** Start SUPPLIED ENTRIES **
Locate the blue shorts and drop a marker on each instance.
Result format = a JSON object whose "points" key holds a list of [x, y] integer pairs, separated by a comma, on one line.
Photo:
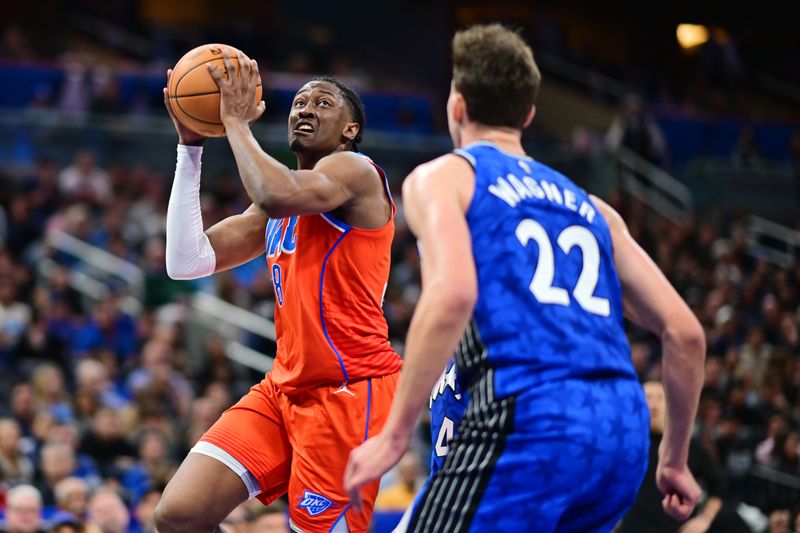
{"points": [[565, 456]]}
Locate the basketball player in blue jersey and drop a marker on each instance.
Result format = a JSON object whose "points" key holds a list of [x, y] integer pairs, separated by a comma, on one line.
{"points": [[536, 276]]}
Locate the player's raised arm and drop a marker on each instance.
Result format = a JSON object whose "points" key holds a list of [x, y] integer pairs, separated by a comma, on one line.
{"points": [[191, 252], [651, 302], [325, 182], [435, 201]]}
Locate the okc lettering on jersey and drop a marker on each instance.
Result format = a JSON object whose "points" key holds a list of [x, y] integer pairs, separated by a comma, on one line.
{"points": [[512, 190], [314, 503], [277, 240]]}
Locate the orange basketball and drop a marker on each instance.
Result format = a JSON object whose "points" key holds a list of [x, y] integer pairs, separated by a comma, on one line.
{"points": [[193, 93]]}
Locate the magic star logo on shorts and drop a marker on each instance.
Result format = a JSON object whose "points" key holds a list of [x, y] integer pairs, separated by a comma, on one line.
{"points": [[314, 503]]}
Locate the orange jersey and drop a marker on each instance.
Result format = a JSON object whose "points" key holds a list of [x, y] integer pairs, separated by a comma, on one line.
{"points": [[329, 280]]}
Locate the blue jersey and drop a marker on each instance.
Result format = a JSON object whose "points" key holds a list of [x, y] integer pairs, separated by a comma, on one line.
{"points": [[447, 405], [549, 306]]}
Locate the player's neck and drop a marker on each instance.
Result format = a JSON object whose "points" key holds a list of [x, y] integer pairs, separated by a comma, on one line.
{"points": [[507, 139], [307, 160]]}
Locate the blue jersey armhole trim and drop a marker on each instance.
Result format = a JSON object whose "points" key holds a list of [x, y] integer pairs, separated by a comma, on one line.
{"points": [[369, 401], [321, 308]]}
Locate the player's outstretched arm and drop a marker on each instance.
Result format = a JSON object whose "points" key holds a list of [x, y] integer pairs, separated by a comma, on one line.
{"points": [[191, 253], [435, 200], [279, 191], [651, 302]]}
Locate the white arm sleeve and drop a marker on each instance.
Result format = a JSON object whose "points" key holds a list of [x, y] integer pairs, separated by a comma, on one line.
{"points": [[189, 252]]}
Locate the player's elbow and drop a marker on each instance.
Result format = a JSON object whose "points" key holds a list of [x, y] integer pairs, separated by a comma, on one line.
{"points": [[182, 268], [179, 272], [689, 339], [456, 298]]}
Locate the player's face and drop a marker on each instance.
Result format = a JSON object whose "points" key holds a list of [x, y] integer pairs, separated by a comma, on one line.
{"points": [[319, 118]]}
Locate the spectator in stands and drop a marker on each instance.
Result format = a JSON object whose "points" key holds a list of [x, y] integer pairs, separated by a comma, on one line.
{"points": [[15, 467], [144, 511], [633, 129], [108, 513], [779, 521], [105, 442], [57, 463], [72, 496], [154, 468], [84, 181], [66, 523], [157, 378], [22, 227], [399, 495], [108, 329], [786, 452], [48, 385], [746, 152], [15, 317], [238, 521], [23, 406], [23, 510], [91, 377]]}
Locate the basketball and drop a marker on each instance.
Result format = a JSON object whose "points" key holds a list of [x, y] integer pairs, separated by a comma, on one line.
{"points": [[193, 93]]}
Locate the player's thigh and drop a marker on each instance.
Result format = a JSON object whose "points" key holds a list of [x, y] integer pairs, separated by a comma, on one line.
{"points": [[251, 438], [325, 427], [202, 490]]}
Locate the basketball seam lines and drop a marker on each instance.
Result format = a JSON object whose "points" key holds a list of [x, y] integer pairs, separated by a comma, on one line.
{"points": [[178, 96]]}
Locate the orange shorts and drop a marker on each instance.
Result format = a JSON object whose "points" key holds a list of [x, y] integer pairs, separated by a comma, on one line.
{"points": [[300, 444]]}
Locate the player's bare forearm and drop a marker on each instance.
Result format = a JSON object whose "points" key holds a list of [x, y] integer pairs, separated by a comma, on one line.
{"points": [[238, 239], [651, 302], [435, 214], [683, 345]]}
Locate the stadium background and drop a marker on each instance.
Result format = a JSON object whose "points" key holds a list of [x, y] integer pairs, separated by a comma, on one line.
{"points": [[109, 370]]}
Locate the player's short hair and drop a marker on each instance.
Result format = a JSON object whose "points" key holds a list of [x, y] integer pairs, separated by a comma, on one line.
{"points": [[493, 68], [354, 104]]}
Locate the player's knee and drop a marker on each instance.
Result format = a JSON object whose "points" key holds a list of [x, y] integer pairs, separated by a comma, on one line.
{"points": [[173, 516]]}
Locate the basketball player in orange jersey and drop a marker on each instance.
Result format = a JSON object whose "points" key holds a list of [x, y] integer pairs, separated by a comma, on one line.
{"points": [[327, 228]]}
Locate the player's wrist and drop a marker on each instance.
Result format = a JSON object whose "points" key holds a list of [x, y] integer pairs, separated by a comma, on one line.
{"points": [[198, 142]]}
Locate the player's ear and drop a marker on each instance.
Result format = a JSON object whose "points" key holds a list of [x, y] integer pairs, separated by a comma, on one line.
{"points": [[459, 107], [529, 118], [350, 131]]}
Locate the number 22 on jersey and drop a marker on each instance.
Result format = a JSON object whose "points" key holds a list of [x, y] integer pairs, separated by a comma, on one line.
{"points": [[541, 285]]}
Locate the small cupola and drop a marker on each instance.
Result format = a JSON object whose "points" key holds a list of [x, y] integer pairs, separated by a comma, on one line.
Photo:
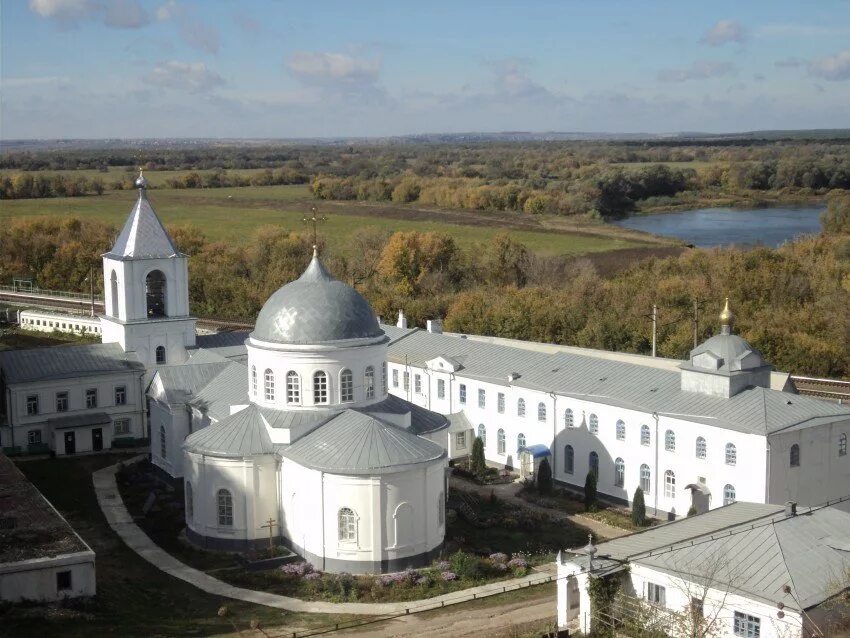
{"points": [[725, 364]]}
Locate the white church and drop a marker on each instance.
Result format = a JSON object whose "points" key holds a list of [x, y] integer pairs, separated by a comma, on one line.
{"points": [[339, 428]]}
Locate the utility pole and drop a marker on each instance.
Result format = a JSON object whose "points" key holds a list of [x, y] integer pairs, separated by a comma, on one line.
{"points": [[654, 327], [696, 323]]}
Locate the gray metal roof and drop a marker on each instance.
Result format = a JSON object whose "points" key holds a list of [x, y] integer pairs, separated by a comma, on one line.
{"points": [[181, 382], [626, 385], [316, 308], [750, 548], [143, 235], [63, 362], [239, 435], [356, 443]]}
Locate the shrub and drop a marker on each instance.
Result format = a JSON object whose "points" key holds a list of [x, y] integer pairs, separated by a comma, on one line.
{"points": [[476, 464], [638, 508], [544, 477], [590, 492]]}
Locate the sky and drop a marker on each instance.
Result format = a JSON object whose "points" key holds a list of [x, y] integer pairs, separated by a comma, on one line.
{"points": [[280, 69]]}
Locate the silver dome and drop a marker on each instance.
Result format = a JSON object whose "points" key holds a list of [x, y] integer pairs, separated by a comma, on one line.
{"points": [[316, 308]]}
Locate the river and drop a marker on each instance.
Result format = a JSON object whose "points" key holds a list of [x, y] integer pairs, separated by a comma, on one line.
{"points": [[708, 227]]}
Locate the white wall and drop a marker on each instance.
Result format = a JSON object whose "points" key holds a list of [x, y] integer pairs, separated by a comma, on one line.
{"points": [[35, 579], [822, 474]]}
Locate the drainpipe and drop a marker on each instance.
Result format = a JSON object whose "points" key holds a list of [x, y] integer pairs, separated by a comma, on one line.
{"points": [[657, 486]]}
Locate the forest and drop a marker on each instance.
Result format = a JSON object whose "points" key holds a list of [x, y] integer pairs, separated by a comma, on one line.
{"points": [[791, 302]]}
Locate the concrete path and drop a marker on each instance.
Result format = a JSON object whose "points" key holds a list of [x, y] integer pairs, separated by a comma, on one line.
{"points": [[119, 519], [508, 492]]}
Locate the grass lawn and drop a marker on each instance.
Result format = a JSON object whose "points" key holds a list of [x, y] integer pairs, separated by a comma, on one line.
{"points": [[234, 213], [134, 598]]}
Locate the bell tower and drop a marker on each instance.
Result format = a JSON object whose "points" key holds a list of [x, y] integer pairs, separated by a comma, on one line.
{"points": [[146, 289]]}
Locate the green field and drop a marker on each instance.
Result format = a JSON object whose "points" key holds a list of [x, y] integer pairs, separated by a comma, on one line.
{"points": [[232, 214]]}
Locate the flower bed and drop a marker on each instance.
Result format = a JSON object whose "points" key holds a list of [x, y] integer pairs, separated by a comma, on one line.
{"points": [[460, 571]]}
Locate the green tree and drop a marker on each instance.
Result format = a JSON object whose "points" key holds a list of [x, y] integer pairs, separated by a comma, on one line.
{"points": [[544, 477], [638, 508], [590, 492], [476, 463]]}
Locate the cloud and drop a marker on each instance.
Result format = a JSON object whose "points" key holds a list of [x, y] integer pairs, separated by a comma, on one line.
{"points": [[723, 32], [194, 77], [699, 70], [334, 68], [832, 67], [199, 35], [119, 14]]}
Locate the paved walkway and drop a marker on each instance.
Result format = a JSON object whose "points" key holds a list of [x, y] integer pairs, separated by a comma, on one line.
{"points": [[508, 492], [119, 519]]}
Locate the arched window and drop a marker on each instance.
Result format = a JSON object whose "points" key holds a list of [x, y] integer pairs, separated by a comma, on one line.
{"points": [[320, 387], [669, 484], [155, 294], [113, 289], [268, 385], [369, 382], [293, 387], [346, 386], [225, 508], [347, 525], [593, 463], [795, 455], [619, 472], [700, 447], [644, 478], [190, 502]]}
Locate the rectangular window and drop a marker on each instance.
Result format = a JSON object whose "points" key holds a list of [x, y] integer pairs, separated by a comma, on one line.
{"points": [[32, 404], [121, 426], [747, 626], [656, 594], [63, 581]]}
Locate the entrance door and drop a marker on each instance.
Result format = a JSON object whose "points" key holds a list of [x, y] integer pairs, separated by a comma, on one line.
{"points": [[70, 443]]}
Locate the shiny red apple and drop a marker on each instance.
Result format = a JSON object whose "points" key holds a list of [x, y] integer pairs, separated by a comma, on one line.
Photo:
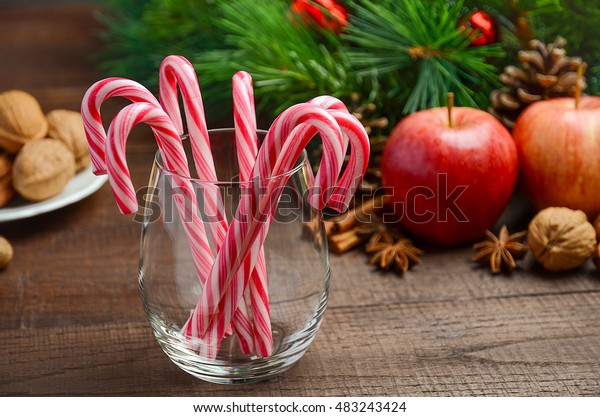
{"points": [[449, 183], [559, 153]]}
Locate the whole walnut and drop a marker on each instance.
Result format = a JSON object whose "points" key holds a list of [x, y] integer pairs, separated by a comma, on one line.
{"points": [[561, 238], [42, 169], [67, 126], [21, 120]]}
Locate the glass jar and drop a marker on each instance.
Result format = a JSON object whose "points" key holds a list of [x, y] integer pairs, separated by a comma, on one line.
{"points": [[297, 266]]}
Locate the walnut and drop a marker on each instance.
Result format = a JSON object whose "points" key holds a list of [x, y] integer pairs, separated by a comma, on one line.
{"points": [[21, 120], [67, 126], [7, 191], [42, 169], [5, 252], [561, 238], [596, 257]]}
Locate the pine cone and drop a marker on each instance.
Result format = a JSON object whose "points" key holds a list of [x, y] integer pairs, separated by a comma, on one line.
{"points": [[547, 72]]}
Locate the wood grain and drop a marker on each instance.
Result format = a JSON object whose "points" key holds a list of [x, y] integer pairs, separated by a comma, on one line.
{"points": [[71, 320]]}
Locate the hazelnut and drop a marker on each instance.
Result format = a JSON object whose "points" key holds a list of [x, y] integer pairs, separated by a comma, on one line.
{"points": [[42, 169], [21, 120], [6, 252], [561, 238], [67, 126]]}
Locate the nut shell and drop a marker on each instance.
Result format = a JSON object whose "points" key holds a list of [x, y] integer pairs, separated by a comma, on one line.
{"points": [[67, 126], [6, 252], [42, 169], [21, 120], [561, 238]]}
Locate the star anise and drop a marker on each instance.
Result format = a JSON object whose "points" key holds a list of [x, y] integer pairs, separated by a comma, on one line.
{"points": [[501, 250], [399, 255], [373, 228]]}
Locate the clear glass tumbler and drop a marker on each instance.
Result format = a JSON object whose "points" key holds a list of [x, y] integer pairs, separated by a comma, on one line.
{"points": [[297, 269]]}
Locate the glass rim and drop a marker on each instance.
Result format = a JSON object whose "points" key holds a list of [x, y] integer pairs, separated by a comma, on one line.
{"points": [[297, 165]]}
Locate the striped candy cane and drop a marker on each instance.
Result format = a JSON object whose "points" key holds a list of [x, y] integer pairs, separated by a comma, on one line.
{"points": [[252, 217], [92, 120], [176, 71], [247, 149]]}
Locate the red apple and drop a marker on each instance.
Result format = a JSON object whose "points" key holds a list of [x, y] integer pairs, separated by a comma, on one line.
{"points": [[559, 153], [449, 183]]}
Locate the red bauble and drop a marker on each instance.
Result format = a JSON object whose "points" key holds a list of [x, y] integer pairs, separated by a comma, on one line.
{"points": [[486, 27], [449, 184], [335, 18]]}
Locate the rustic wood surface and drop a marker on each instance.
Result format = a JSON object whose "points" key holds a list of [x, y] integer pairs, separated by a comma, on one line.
{"points": [[71, 320]]}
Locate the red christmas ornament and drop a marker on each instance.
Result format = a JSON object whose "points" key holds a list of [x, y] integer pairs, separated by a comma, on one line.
{"points": [[328, 14], [486, 27]]}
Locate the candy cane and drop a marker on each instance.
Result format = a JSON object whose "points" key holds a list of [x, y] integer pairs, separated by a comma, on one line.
{"points": [[175, 161], [248, 230], [92, 120], [247, 149], [176, 71]]}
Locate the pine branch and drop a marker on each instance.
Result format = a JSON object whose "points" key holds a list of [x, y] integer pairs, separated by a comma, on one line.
{"points": [[288, 61], [395, 38]]}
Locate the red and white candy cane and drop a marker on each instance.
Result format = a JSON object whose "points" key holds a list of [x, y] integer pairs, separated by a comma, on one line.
{"points": [[247, 149], [176, 71], [174, 160], [92, 120], [248, 230]]}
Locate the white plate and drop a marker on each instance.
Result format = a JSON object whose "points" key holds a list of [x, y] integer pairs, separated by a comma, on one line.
{"points": [[81, 185]]}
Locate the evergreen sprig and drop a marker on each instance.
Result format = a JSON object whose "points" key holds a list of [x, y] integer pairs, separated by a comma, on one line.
{"points": [[419, 53], [289, 62]]}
** End SUPPLIED ENTRIES **
*SHORT PROBLEM*
Please rewrite the items starting at the line containing "Locate the evergreen" and ending at the last line of the items, with "drop a marker" changed to "place a pin" and everything else kept the same.

*EXERCISE RESULT*
Locate the evergreen sprig and place a pin on each instance.
Result format = a JSON object whose "points" key holds a list of [x, y] integer pairs, separated by a comma, on one line.
{"points": [[419, 53], [289, 62]]}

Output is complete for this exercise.